» ASSIGNED TASK
Write out the data again in full, keeping every character the same.
DATA UNDER STUDY section start
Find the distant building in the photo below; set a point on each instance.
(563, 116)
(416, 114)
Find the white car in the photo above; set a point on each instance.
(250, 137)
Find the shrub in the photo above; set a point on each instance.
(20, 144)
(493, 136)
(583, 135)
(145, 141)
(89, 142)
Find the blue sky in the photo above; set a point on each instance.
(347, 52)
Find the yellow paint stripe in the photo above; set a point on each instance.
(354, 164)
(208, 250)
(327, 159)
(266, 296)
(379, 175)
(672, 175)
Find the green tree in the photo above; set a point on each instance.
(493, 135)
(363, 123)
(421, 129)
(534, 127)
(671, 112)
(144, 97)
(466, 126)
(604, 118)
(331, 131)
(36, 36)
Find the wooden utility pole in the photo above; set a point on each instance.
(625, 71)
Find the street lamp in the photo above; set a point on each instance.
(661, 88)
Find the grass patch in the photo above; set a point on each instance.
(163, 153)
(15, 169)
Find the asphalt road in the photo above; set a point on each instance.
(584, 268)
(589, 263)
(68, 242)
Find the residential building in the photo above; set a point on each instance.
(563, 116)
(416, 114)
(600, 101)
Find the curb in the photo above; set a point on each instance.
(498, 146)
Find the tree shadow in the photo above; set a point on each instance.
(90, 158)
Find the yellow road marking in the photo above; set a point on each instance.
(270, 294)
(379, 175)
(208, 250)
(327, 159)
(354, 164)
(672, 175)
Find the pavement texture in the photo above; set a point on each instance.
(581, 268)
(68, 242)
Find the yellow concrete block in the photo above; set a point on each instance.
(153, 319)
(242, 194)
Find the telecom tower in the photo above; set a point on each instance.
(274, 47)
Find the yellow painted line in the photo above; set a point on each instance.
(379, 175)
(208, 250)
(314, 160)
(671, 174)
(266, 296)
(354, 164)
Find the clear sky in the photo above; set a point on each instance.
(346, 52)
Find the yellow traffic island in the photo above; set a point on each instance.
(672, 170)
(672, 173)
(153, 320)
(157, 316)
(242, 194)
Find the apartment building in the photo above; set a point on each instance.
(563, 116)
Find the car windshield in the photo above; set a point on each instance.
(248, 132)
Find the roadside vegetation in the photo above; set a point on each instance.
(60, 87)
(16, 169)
DATA UNDER STUDY section end
» RESPONSE FOR THIS EXERCISE
Find the distant building in the photo below; set a point on each instance.
(563, 116)
(416, 114)
Find the white car in the photo above; set a point on each instance.
(250, 137)
Find the shrub in the photo above; set a point on each instance.
(20, 144)
(493, 136)
(583, 135)
(145, 141)
(89, 142)
Find the blue sky in the photo above; set a point on each instance.
(347, 52)
Find the yellow paint stripe in the photo above; set a point on each instance.
(354, 164)
(208, 250)
(327, 159)
(266, 296)
(379, 175)
(672, 175)
Find the green tree in the photo above; set a point on each instance.
(493, 135)
(363, 123)
(421, 129)
(534, 127)
(671, 112)
(144, 97)
(466, 126)
(604, 118)
(331, 131)
(36, 36)
Find the wooden utility pole in the photo above; set a point on each instance.
(625, 71)
Find the street lamp in the photo above; set a point on each instance.
(661, 88)
Find the grass patch in the photo above; set a point on each instance.
(163, 153)
(15, 169)
Find the asphalt road in the photo above; set a point on each instance.
(584, 268)
(589, 263)
(68, 242)
Find the residential building in the photo above; set a point on each instance.
(563, 116)
(416, 114)
(600, 101)
Find the curb in the photo above; set a point on each instance.
(498, 146)
Find the tree shadow in the photo above; set a point on each instance.
(90, 158)
Find the yellow road marking in the photo above; set a point on each instance.
(270, 294)
(379, 175)
(208, 250)
(327, 159)
(354, 164)
(672, 175)
Find the pavement texture in the photo above; set a point on each instance.
(581, 268)
(68, 242)
Find the yellow concrete block in the photo above; set a point on each instance.
(153, 319)
(242, 194)
Find the telecom tower in the photo above; set a point on each instance.
(274, 47)
Find the yellow painted line in the photo above; set a point on each instance.
(379, 175)
(208, 250)
(314, 160)
(671, 174)
(266, 296)
(354, 164)
Find the clear sky in the photo above; set a point on each instance.
(346, 52)
Find the yellow traffic island in the photo above; set a point on each instance.
(672, 170)
(672, 173)
(153, 320)
(157, 316)
(242, 194)
Find the apartment building in the photo above; set a point on each instance.
(563, 116)
Find the car windshield in the photo above; set a point on each instance.
(248, 132)
Find the roadside vegetation in the photo above; set a point on each instance.
(60, 87)
(16, 169)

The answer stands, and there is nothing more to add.